## What this task involves:
Copy every entry word for word. Skip the pictures.

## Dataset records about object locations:
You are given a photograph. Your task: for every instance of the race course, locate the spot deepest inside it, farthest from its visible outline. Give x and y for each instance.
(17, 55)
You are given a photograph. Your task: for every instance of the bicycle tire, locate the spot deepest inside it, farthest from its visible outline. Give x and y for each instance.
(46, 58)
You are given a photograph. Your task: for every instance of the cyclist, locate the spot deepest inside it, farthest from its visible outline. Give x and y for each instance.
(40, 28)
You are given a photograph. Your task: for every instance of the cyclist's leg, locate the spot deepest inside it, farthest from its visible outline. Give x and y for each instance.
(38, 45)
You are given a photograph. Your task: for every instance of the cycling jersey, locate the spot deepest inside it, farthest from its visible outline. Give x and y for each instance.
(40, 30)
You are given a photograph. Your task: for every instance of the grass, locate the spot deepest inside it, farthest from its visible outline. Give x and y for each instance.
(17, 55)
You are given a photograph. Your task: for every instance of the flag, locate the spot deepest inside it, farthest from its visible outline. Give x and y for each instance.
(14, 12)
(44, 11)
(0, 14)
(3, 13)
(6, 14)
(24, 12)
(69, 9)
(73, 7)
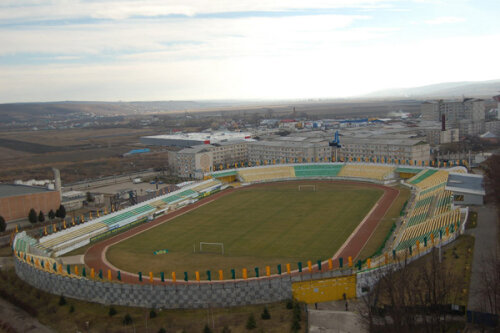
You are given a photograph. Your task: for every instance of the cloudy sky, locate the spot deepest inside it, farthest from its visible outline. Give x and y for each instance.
(111, 50)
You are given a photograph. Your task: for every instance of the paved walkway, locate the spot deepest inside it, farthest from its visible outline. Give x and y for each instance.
(486, 242)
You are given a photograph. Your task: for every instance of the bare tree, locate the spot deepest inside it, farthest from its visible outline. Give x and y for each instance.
(490, 283)
(411, 298)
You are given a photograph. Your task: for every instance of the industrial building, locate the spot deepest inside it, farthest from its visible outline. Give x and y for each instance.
(185, 140)
(191, 162)
(17, 200)
(468, 114)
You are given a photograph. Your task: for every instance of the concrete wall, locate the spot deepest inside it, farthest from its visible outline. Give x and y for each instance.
(18, 207)
(168, 296)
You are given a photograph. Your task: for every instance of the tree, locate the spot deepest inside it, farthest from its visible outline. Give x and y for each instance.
(3, 225)
(61, 212)
(112, 311)
(251, 324)
(409, 298)
(265, 314)
(127, 320)
(32, 216)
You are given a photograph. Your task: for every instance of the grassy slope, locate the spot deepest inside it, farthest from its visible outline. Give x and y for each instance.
(385, 225)
(258, 226)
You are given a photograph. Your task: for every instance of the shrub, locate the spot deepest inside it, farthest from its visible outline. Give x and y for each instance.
(251, 324)
(112, 311)
(127, 320)
(297, 312)
(32, 216)
(265, 314)
(41, 217)
(3, 225)
(295, 325)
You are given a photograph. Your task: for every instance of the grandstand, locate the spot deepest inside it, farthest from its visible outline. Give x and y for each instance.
(431, 212)
(376, 172)
(429, 178)
(317, 170)
(71, 238)
(436, 226)
(263, 174)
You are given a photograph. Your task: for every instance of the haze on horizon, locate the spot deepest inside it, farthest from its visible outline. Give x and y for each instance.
(113, 50)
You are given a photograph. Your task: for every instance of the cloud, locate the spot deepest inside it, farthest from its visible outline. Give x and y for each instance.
(445, 20)
(122, 9)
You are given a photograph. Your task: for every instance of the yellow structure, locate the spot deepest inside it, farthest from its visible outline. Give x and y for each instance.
(324, 290)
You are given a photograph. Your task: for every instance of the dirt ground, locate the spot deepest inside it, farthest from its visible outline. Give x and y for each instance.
(79, 153)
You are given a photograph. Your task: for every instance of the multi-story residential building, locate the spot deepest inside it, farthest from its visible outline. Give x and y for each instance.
(289, 149)
(225, 153)
(384, 149)
(436, 136)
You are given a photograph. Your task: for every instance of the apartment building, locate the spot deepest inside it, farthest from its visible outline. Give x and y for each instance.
(384, 149)
(289, 149)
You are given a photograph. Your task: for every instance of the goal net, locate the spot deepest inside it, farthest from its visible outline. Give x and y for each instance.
(311, 188)
(212, 248)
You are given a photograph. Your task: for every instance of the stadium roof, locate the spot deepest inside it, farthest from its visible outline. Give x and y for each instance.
(465, 183)
(11, 190)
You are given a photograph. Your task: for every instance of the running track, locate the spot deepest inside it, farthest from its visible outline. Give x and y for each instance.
(95, 256)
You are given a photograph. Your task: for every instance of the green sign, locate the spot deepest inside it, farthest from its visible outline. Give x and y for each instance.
(164, 251)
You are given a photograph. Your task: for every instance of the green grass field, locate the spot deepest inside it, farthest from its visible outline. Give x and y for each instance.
(259, 226)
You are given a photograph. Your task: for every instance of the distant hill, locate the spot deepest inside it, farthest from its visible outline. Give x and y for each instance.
(443, 90)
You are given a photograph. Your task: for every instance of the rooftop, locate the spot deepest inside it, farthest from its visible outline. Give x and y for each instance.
(212, 137)
(465, 183)
(11, 190)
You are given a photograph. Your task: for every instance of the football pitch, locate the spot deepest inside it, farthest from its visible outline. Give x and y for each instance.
(259, 226)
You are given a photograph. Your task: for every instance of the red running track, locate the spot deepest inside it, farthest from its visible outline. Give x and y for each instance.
(95, 256)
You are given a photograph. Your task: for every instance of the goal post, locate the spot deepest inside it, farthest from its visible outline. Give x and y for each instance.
(307, 188)
(220, 245)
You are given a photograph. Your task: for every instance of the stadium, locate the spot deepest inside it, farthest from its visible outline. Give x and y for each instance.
(249, 235)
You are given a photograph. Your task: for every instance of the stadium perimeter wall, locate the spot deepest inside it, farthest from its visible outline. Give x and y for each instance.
(169, 296)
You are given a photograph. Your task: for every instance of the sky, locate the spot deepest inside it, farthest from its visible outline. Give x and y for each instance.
(134, 50)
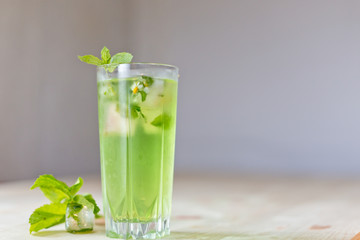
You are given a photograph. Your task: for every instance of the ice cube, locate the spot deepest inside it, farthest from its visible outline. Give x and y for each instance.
(80, 221)
(115, 123)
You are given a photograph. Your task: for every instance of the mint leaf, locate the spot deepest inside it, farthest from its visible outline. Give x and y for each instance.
(105, 55)
(163, 120)
(76, 187)
(122, 57)
(80, 199)
(53, 189)
(148, 81)
(136, 112)
(47, 216)
(92, 200)
(143, 95)
(90, 59)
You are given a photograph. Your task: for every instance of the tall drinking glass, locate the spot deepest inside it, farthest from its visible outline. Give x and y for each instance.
(137, 118)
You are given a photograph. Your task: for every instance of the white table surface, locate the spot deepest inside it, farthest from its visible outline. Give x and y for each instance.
(223, 208)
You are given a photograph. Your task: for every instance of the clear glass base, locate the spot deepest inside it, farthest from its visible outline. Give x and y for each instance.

## Solution for this exercise:
You are given a photograph. Your task: for every instance of the race course, locate the spot deepest inside it, farthest from its visible outline. Give x and y for each instance.
(17, 55)
You are given a photograph. Your task: for every instance of the bicycle tire, locate the spot deepest inside it, farthest from its visible outline. Give x and y for each instance.
(46, 58)
You are given a photograph. Your task: for every instance of the cyclist, locate the spot deepest inside it, farthest from its visible outline. Give x and y for each instance.
(40, 28)
You are given a photograph. Your task: for every instance of the cyclist's leg, locate the spot deepest inside it, farthest from its visible outline. Give x and y for each instance.
(38, 45)
You are given a photograph. Your task: for every instance of the cycling jersey, locate the spot deepest inside it, farthest from its visible outline. Give x and y for each instance.
(40, 30)
You are given a photograph. Your task: for every instance of the grass, locate the spot deepest inside it, farthest from its visible outline. Give x and y for each instance.
(17, 55)
You are given a photograph. Your task: for every instance of the flag, locate the spot deepest inside it, farthest from its visible outline. Give x and y for each instance.
(14, 12)
(44, 11)
(0, 14)
(3, 13)
(6, 14)
(24, 12)
(69, 9)
(73, 7)
You are given a photograph. Your task: for every instance of the cloudy sky, locate the spot deepest inside it, farthest from its visible outline. Give x and y for each instance.
(111, 50)
You are given a photograph. Your task: for every instance of the paved walkway, locate the spot deepest inside it, farthest from its visible outline. Give x and y for each instance.
(486, 242)
You are given a photograph. Your task: for every instance of the bare tree, locate the spot deepest inside it, farthest from its visible outline. Give x and y for each instance.
(490, 283)
(411, 298)
You are given a photograph. Your task: for every instance of the industrial building, locate the spot deepest inside it, farthest from its visible outline. Give x and y for each instance.
(185, 140)
(191, 162)
(17, 200)
(468, 114)
You are given a photograph. Your task: for every instance of the concrete wall, locate the spot deepest inside it, farthest from its visible outline. Give x and y for each instance.
(18, 207)
(168, 296)
You are given a photograph. Your task: for every instance of the tree, locate the spot deepest inside it, farthest from its visible outline. Give x and y for each instance.
(3, 225)
(61, 212)
(112, 311)
(251, 324)
(409, 298)
(265, 314)
(127, 320)
(32, 216)
You are given a photograph. Your task: for every instance of the grassy slope, locate the spot deepest inside it, farthest from its visible outline. Give x and y for each instance.
(385, 225)
(258, 226)
You are given a photograph. Your task: for every instance of the shrub, locate the spot deepest inside it, farthest from its visible outline. Give x and y for each instance.
(251, 324)
(112, 311)
(127, 320)
(297, 312)
(32, 216)
(265, 314)
(41, 217)
(3, 225)
(295, 325)
You are given a photograph. Your task: for every instance of the grandstand, locate the spot deepest inside it, farthest from its visible outline. Give x and y for each instance.
(431, 212)
(376, 172)
(429, 178)
(317, 170)
(71, 238)
(436, 226)
(263, 174)
You are given a photograph. Your task: for every instance of the haze on horizon, locate the spot deepest inside it, farthest from its visible outline. Give x and y for each instance.
(113, 50)
You are given a photograph. Your task: for every instance of the cloud, locate the spot deepest inside it, farthest from its visible outline. Give x and y for each instance.
(445, 20)
(122, 9)
You are given a photograph. Your task: for every instance of the yellow structure, locate the spot deepest inside it, farthest from its visible outline. Give x and y for each instance.
(324, 290)
You are given a photograph. Your task: for every instance of the dirt ground, locate the spot deepest inside it, farthest from its visible outline. Give x and y for each instance.
(79, 153)
You are given a photograph. Your task: for every instance of the multi-story residential building, locate the spot deepest inside it, farthest from its visible outline. Give x and y for each instance.
(289, 149)
(225, 153)
(384, 149)
(436, 136)
You are given a photograph. Your task: for every instance of the apartment building, locate the spot deepest inside it, farthest from its visible outline. Give x and y for each instance.
(384, 149)
(289, 149)
You are given a photograph. Your task: for every instance of the goal net, locate the spot deepest inside it, farthest from its visible outline. Give x and y for each instance.
(311, 188)
(212, 248)
You are given a photograph. Your task: for every instance of the stadium roof, locate the spot deepest inside it, farthest from its visible outline. Give x and y for each instance.
(465, 183)
(11, 190)
You are given a photograph. Your task: for every instance of the running track, locate the spot deepest inside it, farthest from its visible outline. Give x and y for each instance.
(95, 256)
You are given a photograph. Your task: for every instance of the green sign, locate the spot deepest inside it, farthest from its visible outline. Give x and y for each instance.
(164, 251)
You are given a photograph. Your task: for every instance of the green grass field, locate the spot deepest inside it, farthest from its visible outline. Give x and y for each instance.
(259, 226)
You are given a photograph. Your task: for every instance of the distant hill, locate the spot deepest inside it, farthest from its visible outline. Give x and y for each instance.
(443, 90)
You are given a photograph. Your task: for every instance of the rooftop, locate the spot deepest inside it, farthest from its visible outline. Give x and y for each instance.
(212, 137)
(465, 183)
(11, 190)
You are given a photograph. Your task: for every instance of the football pitch, locate the spot deepest inside it, farthest from its visible outline. Give x and y for each instance.
(259, 226)
You are given a photograph. Your task: for every instance of the red running track, locate the spot deepest inside it, farthest from its visible outline. Give x and y for each instance.
(95, 256)
You are given a photograph. Your task: for every instance of the goal post, locate the spot deepest inside it, farthest from its visible outline. Give x and y for each instance.
(307, 188)
(220, 245)
You are given a photograph. Your task: for every instance of the stadium, locate the spot deepest inside it, farthest from its visible outline. Give x and y for each instance.
(249, 235)
You are given a photograph. Your task: for every instance of the stadium perimeter wall, locate the spot deepest inside it, farthest from its visible outline. Give x and y for each instance.
(169, 296)
You are given a photograph. Your task: for every instance of the sky, locate the spot deepest inside it, farthest from its visible outline. Give x and y for each instance.
(134, 50)
You are given a photograph. Your task: for every instance of the ice cube, locate the spot deepest inside it, farthest from its visible outline. Give x and y for each instance.
(80, 221)
(115, 123)
You are given a photograph. Your task: for every instance of the mint leaf, locate the spot deepest inside it, farthest from its visible outline. Give x and y for each instance.
(105, 55)
(163, 120)
(76, 187)
(122, 57)
(80, 199)
(53, 189)
(148, 81)
(136, 112)
(47, 216)
(92, 200)
(143, 95)
(90, 59)
You are given a photograph. Your task: for every instance of the tall drinking glass, locate the spot deepest inside it, farthest from its visible outline. Give x and y for each instance.
(137, 118)
You are given a photograph. Your task: for every instance of the white table surface, locate the spot deepest inside it, farthest from its visible outline. Give x and y for each instance.
(223, 208)
You are given a photograph. Your task: for every instance of the clear glass base, locate the spot deepest inside it, farthest from its visible outline. Give x and y for each instance.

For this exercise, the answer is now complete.